ÉNONCÉ 1:
Veuillez énumérer tous les établissements scolaires où Emmanuel Weill a été aumônier, d'après le texte fourni.

TEXTE FOURNI:
Le 1er janvier 1872, il est reçu à Versailles par Adolphe Thiers, président de la République.

La synagogue de Versailles : dessin d'Alfred-Philibert Aldrophe
pour le Journal Universel, 1886

Ce n'est qu'après la guerre qu'il obtient le diplôme du deuxième degré rabbinique, après avoir soutenu une thèse sur la situation de la femme dans la Bible et le Talmud qui lui vaut  les honneurs d'une présentation à l'Académie des Inscriptions et Belles-Lettres et d'une citation à la Société asiatique sous l'autorité de Renan. Le titre honorifique de grand rabbin de Paris, à la discrétion du grand rabbin du Consistoire central après la loi de Séparation, lui sera accordé ultérieurement.

Début 1876 il est  nommé  délégué à l'enseignement religieux israélite des écoles municipales supérieures par le grand rabbin de Paris Zadoc Kahn (il fera par la suite partie du Comité des écoles consistoriales). Un poste supplémentaire de rabbin adjoint au grand rabbin de Paris ayant été créé par décret du 13 janvier 1876, Emmanuel Weill s'y porte candidat ; il prêche le 17 juin à la synagogue de la rue de la Victoire, et il est élu le 3 juillet.

Attaché à la synagogue de la Victoire, il occupe ce poste jusqu'à son affectation à la synagogue de rite portugais de la rue Buffault où il demeurera jusqu'à son décès, y faisant célébrer la bar- mitsvah de l'un de ses fils selon le rite et la prononciation portugais. Ce rabbinat en milieu portugais l'amène à entrer au conseil d'administration de la Fondation Moïse Léon, maison de retraite pour femmes du boulevard de Picpus. En 1878, il inaugure la nouvelle synagogue de Versailles.

Parallèlement, il est aumônier au lycée de Versailles de 1869 à1876, au collège Chaptal et à l'École Turgot de 1876 à 1880, au collège Rollin de 1881 à 1903, à l'École commerciale de la rue Trudaine de 1875 à 1903. Il est nommé officier d'académie en 1883. De plus, il assume des fonctions d'aumônier militaire, ayant été nommé le 3 septembre 1891 à l'ambulance du Quartier général du 5e corps d'armée.

En 1893, il est invité à prêcher à l'oratoire orthodoxe de la rue Cadet. Fréquentant le cercle de libéraux rassemblés autour de Hyacinthe Loison. il condamne en 1886 la proposition de célébrer l'office le dimanche et propose des conférences rehaussées par une simple prière du rabbin.

ÉNONCÉ 2:
Réécrivez en liste JSON de chaînes, une chaîne par ligne et sans les lignes vides, les entrées comprises entre la ligne qui contient "Could you point to the shoulder-length" et la fin des entrées, bornes incluses.

DONNÉES:
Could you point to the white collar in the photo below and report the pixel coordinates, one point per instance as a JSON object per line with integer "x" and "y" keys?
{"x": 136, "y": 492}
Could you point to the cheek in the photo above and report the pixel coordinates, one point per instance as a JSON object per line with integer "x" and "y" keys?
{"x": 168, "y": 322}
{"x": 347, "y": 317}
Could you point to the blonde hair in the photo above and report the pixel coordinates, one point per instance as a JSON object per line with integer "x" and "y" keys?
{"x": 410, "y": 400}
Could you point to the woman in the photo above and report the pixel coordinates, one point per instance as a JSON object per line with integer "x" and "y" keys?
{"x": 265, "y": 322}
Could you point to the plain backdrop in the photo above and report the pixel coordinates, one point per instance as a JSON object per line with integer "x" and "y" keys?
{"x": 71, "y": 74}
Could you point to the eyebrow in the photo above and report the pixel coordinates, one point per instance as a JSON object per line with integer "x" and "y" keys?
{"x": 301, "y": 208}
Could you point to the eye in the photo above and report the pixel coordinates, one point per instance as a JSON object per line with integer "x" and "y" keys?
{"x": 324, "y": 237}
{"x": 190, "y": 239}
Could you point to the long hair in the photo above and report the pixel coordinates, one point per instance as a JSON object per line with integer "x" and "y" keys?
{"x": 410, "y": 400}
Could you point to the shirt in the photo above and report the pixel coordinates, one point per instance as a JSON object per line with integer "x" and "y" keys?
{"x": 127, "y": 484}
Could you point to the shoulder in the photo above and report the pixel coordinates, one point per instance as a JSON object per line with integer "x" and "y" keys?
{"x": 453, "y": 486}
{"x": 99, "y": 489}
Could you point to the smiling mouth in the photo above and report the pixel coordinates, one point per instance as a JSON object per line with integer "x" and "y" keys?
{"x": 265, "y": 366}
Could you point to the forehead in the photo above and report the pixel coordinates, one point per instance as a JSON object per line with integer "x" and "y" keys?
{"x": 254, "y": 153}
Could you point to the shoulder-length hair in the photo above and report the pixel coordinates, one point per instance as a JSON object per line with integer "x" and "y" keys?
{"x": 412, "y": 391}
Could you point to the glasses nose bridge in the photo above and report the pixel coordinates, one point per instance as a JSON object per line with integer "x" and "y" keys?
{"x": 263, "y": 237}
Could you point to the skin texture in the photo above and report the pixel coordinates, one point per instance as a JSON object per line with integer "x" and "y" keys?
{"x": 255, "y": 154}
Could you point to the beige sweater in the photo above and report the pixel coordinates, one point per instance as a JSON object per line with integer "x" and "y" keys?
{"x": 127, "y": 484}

RÉPONSE 1:
- Lycée de Versailles
- Collège Chaptal
- École Turgot
- Collège Rollin
- École commerciale de la rue Trudaine

RÉPONSE 2:
[
  "Could you point to the shoulder-length hair in the photo above and report the pixel coordinates, one point per instance as a JSON object per line with integer \"x\" and \"y\" keys?",
  "{\"x\": 412, \"y\": 391}",
  "Could you point to the glasses nose bridge in the photo above and report the pixel coordinates, one point per instance as a JSON object per line with integer \"x\" and \"y\" keys?",
  "{\"x\": 263, \"y\": 237}",
  "Could you point to the skin texture in the photo above and report the pixel coordinates, one point per instance as a JSON object per line with integer \"x\" and \"y\" keys?",
  "{\"x\": 255, \"y\": 154}",
  "Could you point to the beige sweater in the photo above and report the pixel coordinates, one point per instance as a JSON object per line with integer \"x\" and \"y\" keys?",
  "{\"x\": 127, \"y\": 484}"
]